Work request
Show the lines below that contain the string "front".

------

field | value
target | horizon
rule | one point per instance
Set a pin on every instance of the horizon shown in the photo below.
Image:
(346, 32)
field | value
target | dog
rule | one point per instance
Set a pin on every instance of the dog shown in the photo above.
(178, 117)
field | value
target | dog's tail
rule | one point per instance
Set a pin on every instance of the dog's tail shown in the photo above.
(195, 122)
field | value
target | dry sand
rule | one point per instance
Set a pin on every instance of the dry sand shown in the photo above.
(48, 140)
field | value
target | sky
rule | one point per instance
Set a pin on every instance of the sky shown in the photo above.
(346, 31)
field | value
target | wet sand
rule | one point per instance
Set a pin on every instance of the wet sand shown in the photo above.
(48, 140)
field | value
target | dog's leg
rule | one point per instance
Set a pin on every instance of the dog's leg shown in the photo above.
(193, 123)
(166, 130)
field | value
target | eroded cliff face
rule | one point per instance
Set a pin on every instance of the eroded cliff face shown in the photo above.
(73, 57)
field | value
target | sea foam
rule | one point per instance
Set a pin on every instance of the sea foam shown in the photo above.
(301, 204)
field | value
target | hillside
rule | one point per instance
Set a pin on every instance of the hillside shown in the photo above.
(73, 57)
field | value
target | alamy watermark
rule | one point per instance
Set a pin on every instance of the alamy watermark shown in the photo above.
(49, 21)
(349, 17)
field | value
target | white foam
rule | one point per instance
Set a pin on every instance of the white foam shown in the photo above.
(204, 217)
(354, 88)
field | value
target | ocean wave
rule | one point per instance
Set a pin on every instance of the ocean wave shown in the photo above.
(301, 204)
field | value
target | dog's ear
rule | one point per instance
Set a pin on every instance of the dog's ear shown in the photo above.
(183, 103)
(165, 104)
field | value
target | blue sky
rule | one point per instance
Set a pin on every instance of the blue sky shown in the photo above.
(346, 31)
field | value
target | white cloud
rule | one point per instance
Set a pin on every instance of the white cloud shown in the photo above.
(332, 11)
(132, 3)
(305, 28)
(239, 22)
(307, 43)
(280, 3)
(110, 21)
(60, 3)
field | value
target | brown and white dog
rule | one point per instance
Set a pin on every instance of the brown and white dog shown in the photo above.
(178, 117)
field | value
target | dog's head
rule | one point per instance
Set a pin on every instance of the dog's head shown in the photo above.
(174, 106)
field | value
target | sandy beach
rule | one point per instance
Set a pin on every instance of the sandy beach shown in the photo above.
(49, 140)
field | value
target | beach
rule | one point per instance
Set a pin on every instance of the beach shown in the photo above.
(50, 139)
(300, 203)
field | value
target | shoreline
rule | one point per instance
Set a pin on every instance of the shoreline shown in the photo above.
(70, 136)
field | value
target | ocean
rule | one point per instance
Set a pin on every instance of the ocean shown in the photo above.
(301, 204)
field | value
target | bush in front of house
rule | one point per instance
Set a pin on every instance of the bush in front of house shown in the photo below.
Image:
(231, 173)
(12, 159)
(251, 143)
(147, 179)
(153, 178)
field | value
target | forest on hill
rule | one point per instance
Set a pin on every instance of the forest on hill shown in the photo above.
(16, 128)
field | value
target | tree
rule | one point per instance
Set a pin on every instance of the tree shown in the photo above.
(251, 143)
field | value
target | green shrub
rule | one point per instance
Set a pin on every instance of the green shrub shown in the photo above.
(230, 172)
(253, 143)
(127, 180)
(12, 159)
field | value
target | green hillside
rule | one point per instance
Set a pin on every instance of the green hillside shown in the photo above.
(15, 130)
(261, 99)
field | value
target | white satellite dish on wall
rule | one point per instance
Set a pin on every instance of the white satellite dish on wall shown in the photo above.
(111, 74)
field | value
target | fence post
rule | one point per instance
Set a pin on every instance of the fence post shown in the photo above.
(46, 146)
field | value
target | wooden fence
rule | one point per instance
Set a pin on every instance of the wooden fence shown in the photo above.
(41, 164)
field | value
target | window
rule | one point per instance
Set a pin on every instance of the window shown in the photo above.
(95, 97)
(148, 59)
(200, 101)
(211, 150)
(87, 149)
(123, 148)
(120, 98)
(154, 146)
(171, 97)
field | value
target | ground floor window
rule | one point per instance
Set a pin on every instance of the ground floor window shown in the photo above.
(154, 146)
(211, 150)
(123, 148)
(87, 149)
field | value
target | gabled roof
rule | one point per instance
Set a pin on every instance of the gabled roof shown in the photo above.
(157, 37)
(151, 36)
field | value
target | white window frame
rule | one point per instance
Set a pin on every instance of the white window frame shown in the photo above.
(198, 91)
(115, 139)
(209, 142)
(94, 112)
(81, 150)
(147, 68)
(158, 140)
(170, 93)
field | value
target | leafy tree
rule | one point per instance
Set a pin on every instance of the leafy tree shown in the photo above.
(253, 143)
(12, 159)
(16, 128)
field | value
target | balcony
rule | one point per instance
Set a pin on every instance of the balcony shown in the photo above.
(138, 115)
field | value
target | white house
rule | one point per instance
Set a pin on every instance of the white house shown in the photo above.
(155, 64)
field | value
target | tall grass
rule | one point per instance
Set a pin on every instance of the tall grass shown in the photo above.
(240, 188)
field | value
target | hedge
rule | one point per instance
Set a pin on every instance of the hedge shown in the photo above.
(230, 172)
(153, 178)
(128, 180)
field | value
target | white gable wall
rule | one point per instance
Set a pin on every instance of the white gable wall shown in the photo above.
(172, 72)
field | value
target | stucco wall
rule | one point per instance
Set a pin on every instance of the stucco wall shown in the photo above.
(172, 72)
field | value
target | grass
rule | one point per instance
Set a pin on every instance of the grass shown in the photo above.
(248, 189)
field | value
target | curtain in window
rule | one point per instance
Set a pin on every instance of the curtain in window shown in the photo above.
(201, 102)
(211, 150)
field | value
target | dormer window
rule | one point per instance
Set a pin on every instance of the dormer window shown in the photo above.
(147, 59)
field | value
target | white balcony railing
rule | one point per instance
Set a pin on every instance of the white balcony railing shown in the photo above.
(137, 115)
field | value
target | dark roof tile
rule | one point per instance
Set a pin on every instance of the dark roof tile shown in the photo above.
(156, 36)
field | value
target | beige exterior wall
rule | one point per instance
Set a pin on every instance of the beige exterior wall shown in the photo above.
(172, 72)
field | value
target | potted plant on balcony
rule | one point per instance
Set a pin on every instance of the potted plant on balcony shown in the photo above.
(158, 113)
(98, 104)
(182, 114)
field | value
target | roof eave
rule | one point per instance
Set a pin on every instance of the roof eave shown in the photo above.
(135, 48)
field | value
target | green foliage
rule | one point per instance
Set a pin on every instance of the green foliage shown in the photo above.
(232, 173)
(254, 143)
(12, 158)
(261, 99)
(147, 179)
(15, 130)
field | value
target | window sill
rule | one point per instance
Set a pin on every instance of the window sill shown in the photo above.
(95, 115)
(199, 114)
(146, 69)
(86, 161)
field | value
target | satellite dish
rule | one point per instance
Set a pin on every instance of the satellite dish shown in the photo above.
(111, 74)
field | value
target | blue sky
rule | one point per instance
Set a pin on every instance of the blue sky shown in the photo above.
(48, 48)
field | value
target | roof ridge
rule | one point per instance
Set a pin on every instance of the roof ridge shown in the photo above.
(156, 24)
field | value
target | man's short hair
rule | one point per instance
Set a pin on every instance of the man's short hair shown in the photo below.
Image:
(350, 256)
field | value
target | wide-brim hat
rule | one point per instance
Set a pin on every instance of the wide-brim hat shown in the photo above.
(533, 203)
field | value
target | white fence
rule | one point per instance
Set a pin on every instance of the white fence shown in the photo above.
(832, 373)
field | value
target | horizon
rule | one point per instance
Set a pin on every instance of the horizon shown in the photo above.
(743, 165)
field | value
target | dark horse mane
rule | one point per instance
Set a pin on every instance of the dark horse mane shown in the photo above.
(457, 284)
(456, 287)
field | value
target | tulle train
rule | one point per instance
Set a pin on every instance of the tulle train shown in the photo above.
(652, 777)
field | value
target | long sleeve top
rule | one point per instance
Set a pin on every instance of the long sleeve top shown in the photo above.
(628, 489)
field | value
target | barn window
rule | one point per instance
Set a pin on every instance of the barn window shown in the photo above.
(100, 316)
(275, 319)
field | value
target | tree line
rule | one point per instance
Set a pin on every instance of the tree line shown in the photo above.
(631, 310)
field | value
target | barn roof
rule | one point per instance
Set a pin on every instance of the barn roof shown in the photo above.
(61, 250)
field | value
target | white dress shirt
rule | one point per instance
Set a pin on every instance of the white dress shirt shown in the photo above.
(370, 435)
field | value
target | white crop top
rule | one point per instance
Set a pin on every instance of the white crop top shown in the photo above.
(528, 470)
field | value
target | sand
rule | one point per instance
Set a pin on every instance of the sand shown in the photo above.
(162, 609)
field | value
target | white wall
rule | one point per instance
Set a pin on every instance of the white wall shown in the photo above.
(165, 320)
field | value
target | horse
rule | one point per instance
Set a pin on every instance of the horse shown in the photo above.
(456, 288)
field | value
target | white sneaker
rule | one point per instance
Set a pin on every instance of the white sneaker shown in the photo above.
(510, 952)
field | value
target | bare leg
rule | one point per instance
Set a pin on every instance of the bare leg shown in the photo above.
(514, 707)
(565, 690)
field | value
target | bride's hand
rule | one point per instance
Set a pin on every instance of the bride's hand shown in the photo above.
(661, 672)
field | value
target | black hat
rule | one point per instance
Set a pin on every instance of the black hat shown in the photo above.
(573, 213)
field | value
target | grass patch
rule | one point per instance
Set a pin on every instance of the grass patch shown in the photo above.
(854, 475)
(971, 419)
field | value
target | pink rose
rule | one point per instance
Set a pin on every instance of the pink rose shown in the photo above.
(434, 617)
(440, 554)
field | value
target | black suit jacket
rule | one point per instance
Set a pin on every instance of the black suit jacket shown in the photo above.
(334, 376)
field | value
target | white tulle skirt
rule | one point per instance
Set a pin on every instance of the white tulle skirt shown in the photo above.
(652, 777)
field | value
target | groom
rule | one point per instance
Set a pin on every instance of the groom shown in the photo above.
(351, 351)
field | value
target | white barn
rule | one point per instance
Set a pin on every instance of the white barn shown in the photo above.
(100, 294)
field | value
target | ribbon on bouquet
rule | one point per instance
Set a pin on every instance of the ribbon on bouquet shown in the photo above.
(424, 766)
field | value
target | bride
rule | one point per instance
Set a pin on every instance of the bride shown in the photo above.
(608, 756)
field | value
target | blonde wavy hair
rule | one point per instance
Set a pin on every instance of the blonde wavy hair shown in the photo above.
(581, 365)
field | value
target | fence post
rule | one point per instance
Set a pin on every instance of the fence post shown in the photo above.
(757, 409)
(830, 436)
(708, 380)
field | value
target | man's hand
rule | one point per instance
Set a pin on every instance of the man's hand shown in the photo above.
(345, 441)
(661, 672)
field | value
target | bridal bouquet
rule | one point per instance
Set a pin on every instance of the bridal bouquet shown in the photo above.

------

Answer below
target | bush in front of house
Set a pin on every instance of the bush in front of house shown in the photo below.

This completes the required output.